依頼内容 1 — 以下に示す桜の撮影に関する本文を、二文で要約してください。

掲載本文 —
------------

出会いは一期一会。スナップで桜の表情を楽しむ方法|金森玲奈

金森玲奈
出会いは一期一会。スナップで桜の表情を楽しむ方法|金森玲奈

はじめに

まだまだ寒い日が続きますが、梅も綻びだし少しずつ春の足音も聴こえ始めているように思います。今回は春の代名詞とも言える「桜」を撮る時のちょっとしたコツやさまざまな撮り方をご紹介します。

光の向きやシーンに合った露出を意識しよう

■撮影機材:Canon EOS R6 Mark II + New Petzval 55 mm f/1.7 MKII
■撮影環境:1/60sec F– +2 2/3EV補正 ISO200 WBオート
※キヤノンとライセンス契約のないレンズのため絞り値は記録されないので「F–」と表記しています。

青空をバックに撮りたいのに何故か空が白くなってしまったり、見た目よりも花が暗く写ってしまったという経験がある人もいると思います。まず、青空をバックに撮りたい時は自分が太陽を背に被写体を見る方向でカメラを構えてみましょう。

青い空に真っ白な桜が映えます。
■撮影機材:Canon EOS R6 + RF50mm F1.8 STM
■撮影環境:1/8000sec F1.8 +1/3EV補正 ISO100 WBオート

被写体に正面から光が当たる「順光」の状態で撮ることで、空の青さを残しつつ桜の色も綺麗に再現できるでしょう。反対に被写体である桜の背後から光が当たる「逆光」状態の場合は、カメラの方を向いている桜の正面は影になるため、実際に見るよりも暗く写ってしまいます。そんな時は露出をプラスに補正することで暗くなった桜も明るく再現することができます。ただし、露出をプラス補正した分、ハイライトである空なども同じだけ明るくなるので白く飛んでしまいますが、空の階調を残すのか、花の色味を優先するのかはご自身の好みで選択してみてください。

露出をプラスに補正することで八重桜のピンク色を綺麗に再現できました。
■撮影機材:Canon EOS R6 Mark II + New Petzval 55 mm f/1.7 MKII
■撮影環境:1/200sec F– +3EV補正 ISO100 WBオート

反対に、周囲が暗めのシチュエーションの場合は周りの暗さを生かすために露出をマイナスにしてみるのもオススメです。また、露出をマイナスにすると色味も濃く再現されますので河津桜や八重桜など、色の濃い桜を撮る時にも生かせると思います。

暗い中に桜の花の白さが引き立ちます。

------------

掲載された行 —
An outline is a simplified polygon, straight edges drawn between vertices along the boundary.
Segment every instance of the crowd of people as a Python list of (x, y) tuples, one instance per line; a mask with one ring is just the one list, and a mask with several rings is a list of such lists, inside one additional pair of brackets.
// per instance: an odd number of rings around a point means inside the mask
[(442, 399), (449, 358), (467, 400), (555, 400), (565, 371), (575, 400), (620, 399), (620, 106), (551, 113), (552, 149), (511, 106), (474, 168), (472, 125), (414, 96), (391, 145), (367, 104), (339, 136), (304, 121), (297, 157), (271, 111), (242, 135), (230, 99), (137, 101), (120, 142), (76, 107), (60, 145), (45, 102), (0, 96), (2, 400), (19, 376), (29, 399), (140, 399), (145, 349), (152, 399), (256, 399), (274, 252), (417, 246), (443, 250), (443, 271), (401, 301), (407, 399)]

------------

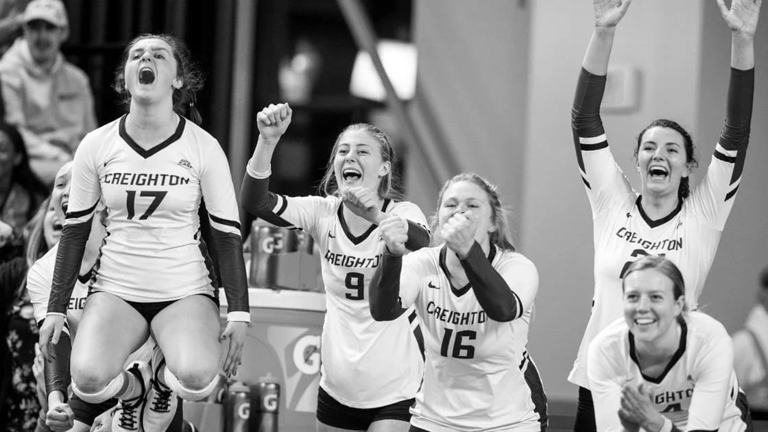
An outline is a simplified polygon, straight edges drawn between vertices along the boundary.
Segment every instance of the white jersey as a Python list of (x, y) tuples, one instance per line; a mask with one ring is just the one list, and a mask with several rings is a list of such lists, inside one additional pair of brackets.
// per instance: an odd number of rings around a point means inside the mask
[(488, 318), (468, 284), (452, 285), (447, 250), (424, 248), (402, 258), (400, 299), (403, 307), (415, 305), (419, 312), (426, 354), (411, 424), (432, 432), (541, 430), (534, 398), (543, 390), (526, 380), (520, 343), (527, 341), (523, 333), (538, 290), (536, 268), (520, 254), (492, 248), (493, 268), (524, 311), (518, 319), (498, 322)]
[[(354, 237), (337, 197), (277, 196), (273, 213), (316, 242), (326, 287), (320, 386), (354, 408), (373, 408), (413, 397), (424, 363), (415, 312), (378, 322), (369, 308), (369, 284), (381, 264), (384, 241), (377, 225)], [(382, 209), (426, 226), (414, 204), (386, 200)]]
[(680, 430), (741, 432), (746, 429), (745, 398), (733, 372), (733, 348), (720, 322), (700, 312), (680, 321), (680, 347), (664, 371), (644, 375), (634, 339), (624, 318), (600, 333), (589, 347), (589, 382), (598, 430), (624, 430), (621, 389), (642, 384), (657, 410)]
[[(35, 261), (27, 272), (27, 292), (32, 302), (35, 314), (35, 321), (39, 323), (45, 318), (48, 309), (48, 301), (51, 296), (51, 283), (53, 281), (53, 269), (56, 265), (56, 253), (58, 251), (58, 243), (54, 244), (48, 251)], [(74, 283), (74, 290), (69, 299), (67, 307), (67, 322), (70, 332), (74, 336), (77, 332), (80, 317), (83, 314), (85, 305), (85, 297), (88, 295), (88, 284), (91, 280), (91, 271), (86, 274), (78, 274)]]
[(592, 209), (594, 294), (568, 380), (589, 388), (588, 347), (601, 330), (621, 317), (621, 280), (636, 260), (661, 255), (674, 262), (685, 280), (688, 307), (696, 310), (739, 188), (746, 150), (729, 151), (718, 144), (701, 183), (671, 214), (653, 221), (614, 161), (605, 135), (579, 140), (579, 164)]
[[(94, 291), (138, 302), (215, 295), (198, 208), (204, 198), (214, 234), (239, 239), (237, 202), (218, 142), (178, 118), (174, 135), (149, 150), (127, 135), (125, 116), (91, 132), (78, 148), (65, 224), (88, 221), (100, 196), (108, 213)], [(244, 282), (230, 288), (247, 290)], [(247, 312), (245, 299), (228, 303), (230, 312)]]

------------

依頼内容 2 — 上に掲載された行から、文字列「instance」を含む行をすべて抜き出してください。大文字と小文字は区別するものとします。

回答全文 1 — 青空を背景に桜を撮るには、太陽を背にして被写体に正面から光が当たる順光で構えると空の青さと桜の色を両立でき、逆光で桜が暗く写る場合は露出をプラスに補正すると明るく再現できますが、その分空は白く飛びます。周囲が暗めの場面では露出をマイナスにすると暗さを生かせ、色味も濃く再現されるため、河津桜や八重桜など色の濃い桜を撮る際にも役立ちます。

回答全文 2 —
Segment every instance of the crowd of people as a Python list of (x, y) tuples, one instance per line; a mask with one ring is just the one list, and a mask with several rings is a list of such lists, inside one additional pair of brackets.
// per instance: an odd number of rings around a point means inside the mask
Segment every instance of the white jersey as a Python list of (x, y) tuples, one instance per line; a mask with one ring is just the one list, and a mask with several rings is a list of such lists, inside one additional pair of brackets.
// per instance: an odd number of rings around a point means inside the mask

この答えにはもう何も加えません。